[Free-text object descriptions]
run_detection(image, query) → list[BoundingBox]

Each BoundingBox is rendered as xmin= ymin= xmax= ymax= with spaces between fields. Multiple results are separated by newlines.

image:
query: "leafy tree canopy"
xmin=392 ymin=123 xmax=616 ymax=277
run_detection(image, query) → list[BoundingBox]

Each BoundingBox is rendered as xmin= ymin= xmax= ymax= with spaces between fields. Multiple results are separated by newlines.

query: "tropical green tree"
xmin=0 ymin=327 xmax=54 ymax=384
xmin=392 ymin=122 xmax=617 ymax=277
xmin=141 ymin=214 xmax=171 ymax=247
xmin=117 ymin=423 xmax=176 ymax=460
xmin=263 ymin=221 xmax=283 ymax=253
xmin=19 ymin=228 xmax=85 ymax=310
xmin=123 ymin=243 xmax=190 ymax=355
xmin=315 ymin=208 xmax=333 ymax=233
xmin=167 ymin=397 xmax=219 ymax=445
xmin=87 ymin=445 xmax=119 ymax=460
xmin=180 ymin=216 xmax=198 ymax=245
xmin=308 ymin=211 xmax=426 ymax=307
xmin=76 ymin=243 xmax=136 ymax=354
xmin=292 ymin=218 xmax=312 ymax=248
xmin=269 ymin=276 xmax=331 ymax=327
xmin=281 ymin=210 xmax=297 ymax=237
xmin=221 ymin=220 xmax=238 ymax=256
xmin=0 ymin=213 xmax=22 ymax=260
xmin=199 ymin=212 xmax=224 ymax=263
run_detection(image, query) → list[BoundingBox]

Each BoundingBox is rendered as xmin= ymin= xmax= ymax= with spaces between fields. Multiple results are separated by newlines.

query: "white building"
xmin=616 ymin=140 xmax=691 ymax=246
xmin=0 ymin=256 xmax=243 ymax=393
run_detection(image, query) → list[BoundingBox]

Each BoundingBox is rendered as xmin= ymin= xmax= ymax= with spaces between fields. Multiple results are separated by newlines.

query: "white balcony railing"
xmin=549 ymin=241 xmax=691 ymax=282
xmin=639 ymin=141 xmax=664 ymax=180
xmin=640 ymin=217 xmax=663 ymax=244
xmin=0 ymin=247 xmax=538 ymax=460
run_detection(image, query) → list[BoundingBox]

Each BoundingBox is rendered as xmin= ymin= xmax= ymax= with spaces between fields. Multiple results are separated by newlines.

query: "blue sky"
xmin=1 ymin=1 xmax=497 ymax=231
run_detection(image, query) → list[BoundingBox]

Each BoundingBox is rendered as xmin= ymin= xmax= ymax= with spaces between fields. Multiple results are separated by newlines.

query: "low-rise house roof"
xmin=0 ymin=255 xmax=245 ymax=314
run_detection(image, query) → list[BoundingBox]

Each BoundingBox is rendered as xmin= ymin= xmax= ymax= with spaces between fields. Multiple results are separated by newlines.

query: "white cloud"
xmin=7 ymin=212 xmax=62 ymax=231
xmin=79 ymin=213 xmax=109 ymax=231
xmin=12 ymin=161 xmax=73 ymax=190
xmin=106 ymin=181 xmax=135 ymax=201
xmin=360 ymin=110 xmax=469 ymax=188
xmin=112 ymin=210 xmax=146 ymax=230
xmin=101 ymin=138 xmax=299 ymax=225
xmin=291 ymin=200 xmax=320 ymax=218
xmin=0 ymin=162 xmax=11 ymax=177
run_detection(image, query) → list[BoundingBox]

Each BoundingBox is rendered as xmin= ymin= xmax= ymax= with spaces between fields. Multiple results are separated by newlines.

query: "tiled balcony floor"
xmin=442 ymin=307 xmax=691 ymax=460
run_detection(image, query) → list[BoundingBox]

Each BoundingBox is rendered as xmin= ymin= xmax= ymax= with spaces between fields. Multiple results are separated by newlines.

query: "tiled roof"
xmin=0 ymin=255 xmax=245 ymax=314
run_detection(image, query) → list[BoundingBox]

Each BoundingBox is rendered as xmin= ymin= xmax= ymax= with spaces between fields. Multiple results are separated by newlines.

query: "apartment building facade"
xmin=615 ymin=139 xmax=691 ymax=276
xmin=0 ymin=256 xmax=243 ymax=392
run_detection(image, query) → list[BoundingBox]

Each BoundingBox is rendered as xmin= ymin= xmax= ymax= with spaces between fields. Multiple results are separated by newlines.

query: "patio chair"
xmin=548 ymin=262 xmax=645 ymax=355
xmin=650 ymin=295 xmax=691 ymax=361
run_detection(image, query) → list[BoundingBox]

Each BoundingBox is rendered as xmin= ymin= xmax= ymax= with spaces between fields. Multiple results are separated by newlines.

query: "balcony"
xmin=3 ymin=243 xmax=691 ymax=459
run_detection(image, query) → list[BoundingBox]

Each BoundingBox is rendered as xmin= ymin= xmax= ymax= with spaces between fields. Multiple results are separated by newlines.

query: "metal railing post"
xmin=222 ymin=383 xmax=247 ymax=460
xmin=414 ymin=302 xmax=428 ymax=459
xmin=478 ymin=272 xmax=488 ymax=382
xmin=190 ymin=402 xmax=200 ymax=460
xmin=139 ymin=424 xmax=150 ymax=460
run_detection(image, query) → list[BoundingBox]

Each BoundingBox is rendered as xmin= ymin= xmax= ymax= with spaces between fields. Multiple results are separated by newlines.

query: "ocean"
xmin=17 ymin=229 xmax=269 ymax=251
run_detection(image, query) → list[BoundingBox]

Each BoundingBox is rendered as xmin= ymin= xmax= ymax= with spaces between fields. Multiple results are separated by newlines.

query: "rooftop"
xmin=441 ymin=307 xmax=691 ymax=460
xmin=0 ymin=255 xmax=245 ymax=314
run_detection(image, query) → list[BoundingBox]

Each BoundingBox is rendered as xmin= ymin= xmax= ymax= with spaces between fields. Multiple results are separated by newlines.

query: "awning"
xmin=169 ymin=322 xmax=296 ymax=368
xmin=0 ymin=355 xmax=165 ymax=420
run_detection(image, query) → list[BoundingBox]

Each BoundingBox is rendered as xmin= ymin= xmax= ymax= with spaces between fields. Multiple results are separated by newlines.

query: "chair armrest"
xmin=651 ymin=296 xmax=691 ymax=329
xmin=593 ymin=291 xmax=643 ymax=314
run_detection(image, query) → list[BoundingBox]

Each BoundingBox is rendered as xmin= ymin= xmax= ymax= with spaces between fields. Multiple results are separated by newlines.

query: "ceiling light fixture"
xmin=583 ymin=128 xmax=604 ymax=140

- _Problem to solve_: All records above are to be returned exactly as given.

- _Task answer_:
run_detection(image, query) → list[BoundingBox]

Each BoundingBox is rendered as xmin= ymin= xmax= ymax= with spaces between fields. Multiple results are separated by newlines.

image:
query: "leafy tree canopy"
xmin=392 ymin=123 xmax=616 ymax=277
run_detection(image, query) → list[BoundingBox]

Each BoundingBox is rendered as xmin= ymin= xmax= ymax= with spaces between fields. Multiple results are separated by newlines.

query: "tropical green tree"
xmin=0 ymin=327 xmax=54 ymax=384
xmin=392 ymin=122 xmax=617 ymax=277
xmin=141 ymin=214 xmax=171 ymax=247
xmin=117 ymin=423 xmax=176 ymax=460
xmin=263 ymin=221 xmax=283 ymax=253
xmin=19 ymin=228 xmax=85 ymax=310
xmin=123 ymin=243 xmax=190 ymax=355
xmin=315 ymin=208 xmax=333 ymax=233
xmin=167 ymin=397 xmax=219 ymax=445
xmin=87 ymin=445 xmax=119 ymax=460
xmin=180 ymin=216 xmax=198 ymax=245
xmin=308 ymin=211 xmax=426 ymax=307
xmin=76 ymin=243 xmax=136 ymax=354
xmin=292 ymin=218 xmax=312 ymax=248
xmin=269 ymin=276 xmax=331 ymax=327
xmin=281 ymin=210 xmax=297 ymax=237
xmin=221 ymin=220 xmax=238 ymax=256
xmin=0 ymin=213 xmax=22 ymax=260
xmin=199 ymin=212 xmax=224 ymax=263
run_detection(image, query) → list[BoundingBox]

Each BoundingBox is rendered as xmin= ymin= xmax= ymax= with spaces between fields. Multiple results are separated by newlines.

query: "white building"
xmin=616 ymin=140 xmax=691 ymax=246
xmin=0 ymin=256 xmax=243 ymax=393
run_detection(image, query) → list[BoundingBox]

Each BoundingBox is rendered as xmin= ymin= xmax= ymax= with spaces between fields. Multiple results are separated by newlines.

query: "white balcony railing"
xmin=549 ymin=241 xmax=691 ymax=282
xmin=639 ymin=141 xmax=664 ymax=180
xmin=640 ymin=217 xmax=663 ymax=244
xmin=0 ymin=247 xmax=538 ymax=460
run_detection(image, query) → list[BoundingBox]

Each BoundingBox is rendered as xmin= ymin= xmax= ymax= with spaces between fields. Multiple results are separated by newlines.

query: "blue sky"
xmin=1 ymin=1 xmax=497 ymax=231
run_detection(image, query) → list[BoundingBox]

Each BoundingBox is rendered as xmin= ymin= xmax= ymax= with spaces between fields. Multiple results are separated by newlines.

query: "low-rise house roof"
xmin=0 ymin=255 xmax=245 ymax=314
run_detection(image, query) → list[BoundingBox]

Each BoundingBox is rendered as xmin= ymin= xmax= ymax= with spaces between fields. Multiple results are separated by newlines.

query: "white cloud"
xmin=7 ymin=212 xmax=62 ymax=231
xmin=79 ymin=213 xmax=109 ymax=231
xmin=12 ymin=161 xmax=73 ymax=190
xmin=106 ymin=181 xmax=135 ymax=201
xmin=360 ymin=110 xmax=469 ymax=188
xmin=112 ymin=210 xmax=146 ymax=230
xmin=101 ymin=138 xmax=299 ymax=225
xmin=291 ymin=200 xmax=320 ymax=218
xmin=0 ymin=162 xmax=11 ymax=177
run_detection(image, query) → list[BoundingBox]

Each BoundingBox is rendered as xmin= ymin= xmax= ymax= with spaces between fields. Multiple results are separated by newlines.

query: "tiled balcony floor"
xmin=442 ymin=307 xmax=691 ymax=460
run_detection(image, query) → list[BoundingBox]

Each BoundingBox is rendered as xmin= ymin= xmax= ymax= with spaces between fields. Multiple results are separated by newlines.

query: "tiled roof"
xmin=0 ymin=255 xmax=245 ymax=314
run_detection(image, query) → list[BoundingBox]

Each BoundingBox is rendered as xmin= ymin= xmax= ymax= with spaces between fields. Multiple results are separated by newlines.

query: "apartment building facade"
xmin=615 ymin=139 xmax=691 ymax=276
xmin=0 ymin=256 xmax=243 ymax=392
run_detection(image, query) → list[BoundingBox]

Each BoundingBox is rendered as xmin= ymin= xmax= ymax= with spaces between fields. Multiple results are separated by newlines.

query: "patio chair"
xmin=548 ymin=262 xmax=645 ymax=355
xmin=650 ymin=295 xmax=691 ymax=361
run_detection(image, query) → list[BoundingBox]

Each BoundingBox is rendered as xmin= ymin= xmax= ymax= with spaces between fields. Multiple results are separated by newlines.

query: "balcony"
xmin=3 ymin=243 xmax=691 ymax=459
run_detection(image, query) → list[BoundingBox]

Each BoundingBox is rendered as xmin= ymin= xmax= ymax= with spaces between fields. Multiple results are separated by newlines.

query: "metal railing post"
xmin=222 ymin=383 xmax=247 ymax=460
xmin=414 ymin=302 xmax=428 ymax=459
xmin=478 ymin=272 xmax=488 ymax=382
xmin=190 ymin=402 xmax=200 ymax=460
xmin=139 ymin=424 xmax=150 ymax=460
run_detection(image, query) → list[BoundingBox]

Each BoundingBox is rendered as xmin= ymin= xmax= ymax= with spaces between fields. Multiple results are separated by newlines.

query: "ocean"
xmin=17 ymin=229 xmax=269 ymax=251
run_detection(image, query) → list[BoundingBox]

Each BoundingBox is rendered as xmin= ymin= xmax= ymax= with spaces between fields. Multiple results are separated by newlines.

query: "rooftop"
xmin=441 ymin=307 xmax=691 ymax=460
xmin=0 ymin=255 xmax=245 ymax=314
run_detection(image, query) → list[BoundingBox]

Each BoundingBox is rendered as xmin= ymin= xmax= ymax= with spaces between fields. Multiple results are separated by newlines.

query: "awning"
xmin=169 ymin=322 xmax=296 ymax=368
xmin=0 ymin=355 xmax=165 ymax=420
run_detection(image, query) → list[BoundingBox]

Each BoundingBox is rendered as xmin= ymin= xmax= ymax= with spaces between fields. Multiple results are separated by newlines.

query: "chair armrest"
xmin=651 ymin=296 xmax=691 ymax=329
xmin=593 ymin=291 xmax=643 ymax=314
run_detection(image, query) → list[BoundingBox]

Each BoundingBox is rendered as xmin= ymin= xmax= ymax= with spaces between fields. Multiple results are separated by newlines.

query: "ceiling light fixture"
xmin=583 ymin=128 xmax=604 ymax=140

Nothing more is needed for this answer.